## Given exercise
Reproduce, word for word, the lines in the records below that run from the line with "If you could tag the eyelash" to the line with "If you could tag the woman's", both of those lines included.

## Data entries
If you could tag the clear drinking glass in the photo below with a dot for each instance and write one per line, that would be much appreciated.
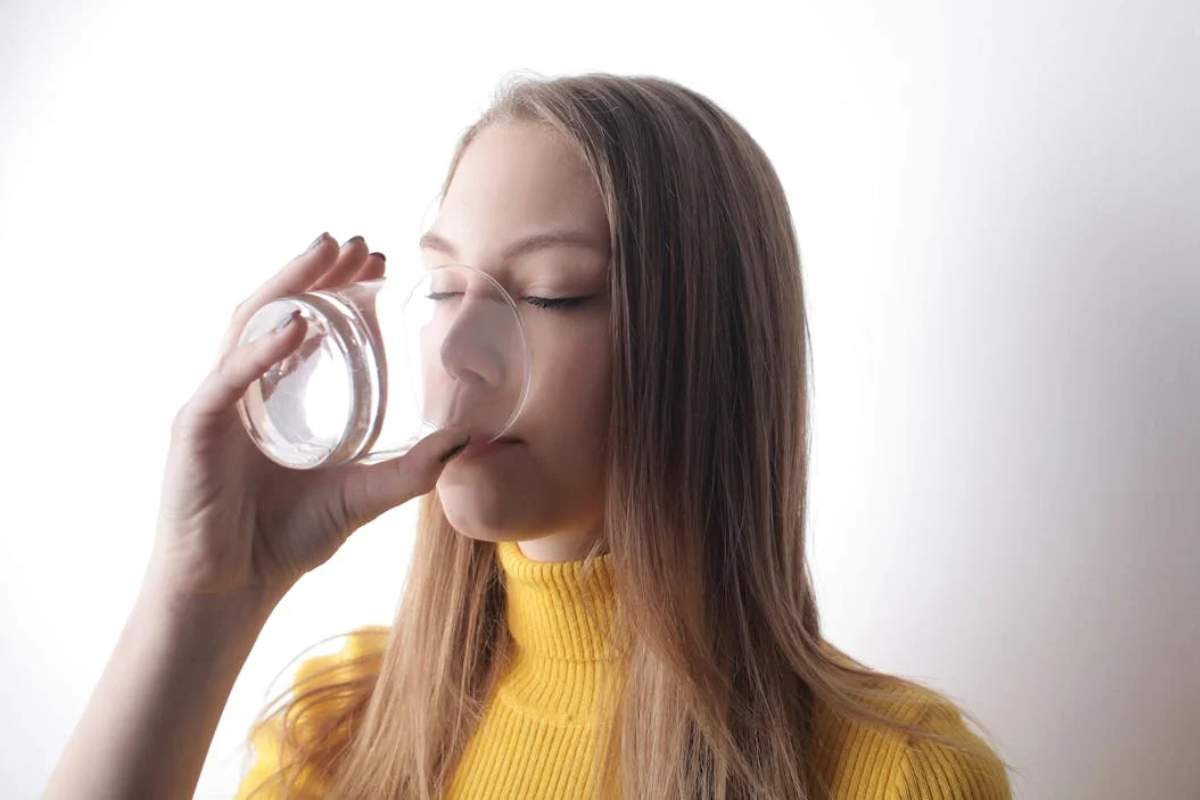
...
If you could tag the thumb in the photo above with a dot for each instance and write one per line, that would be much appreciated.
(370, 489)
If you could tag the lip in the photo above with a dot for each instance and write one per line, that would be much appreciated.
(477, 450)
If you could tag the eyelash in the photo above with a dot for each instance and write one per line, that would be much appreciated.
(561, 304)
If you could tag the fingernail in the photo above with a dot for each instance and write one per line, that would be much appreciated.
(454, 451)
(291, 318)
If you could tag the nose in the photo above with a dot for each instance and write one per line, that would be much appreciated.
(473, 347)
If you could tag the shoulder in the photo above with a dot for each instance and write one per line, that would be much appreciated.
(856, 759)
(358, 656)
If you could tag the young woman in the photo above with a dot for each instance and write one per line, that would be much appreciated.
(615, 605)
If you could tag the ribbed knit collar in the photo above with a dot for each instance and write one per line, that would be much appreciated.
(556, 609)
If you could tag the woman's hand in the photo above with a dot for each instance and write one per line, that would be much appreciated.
--
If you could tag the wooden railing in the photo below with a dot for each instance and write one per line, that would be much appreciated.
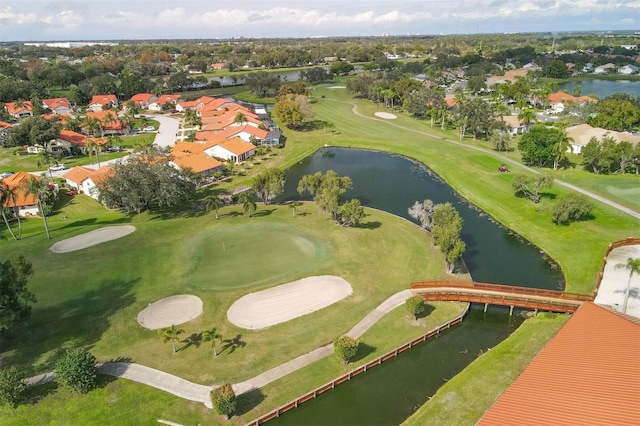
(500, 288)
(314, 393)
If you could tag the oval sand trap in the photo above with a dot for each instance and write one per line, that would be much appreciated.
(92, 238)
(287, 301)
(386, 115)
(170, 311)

## Exercise answer
If you could tag the eyelash in the photo above with a dot for each instance and write one per line, that would be much appreciated.
(561, 304)
If you could tag the fingernail in the photo above with a dot for each instance and write one per line, that would be much appreciated.
(454, 451)
(291, 318)
If you could tag the nose in the photo above with a dot for each instance and write one per line, that would be much appreciated.
(473, 347)
If you could tag the shoulder in the photo above with a dot for each instance and write one per line, that would be much appreciated.
(856, 759)
(358, 656)
If you could tag the young woman in the photo above with a dot for each instance and write one per line, that would be much appreciated.
(615, 605)
If you could tag the ribbed knit collar in the photo above with a dot for each instance and write one per line, that would be much appreciated.
(556, 609)
If you could tag the woman's hand in the photo above with a dot for each instance and write one per line, that would be much appreciated.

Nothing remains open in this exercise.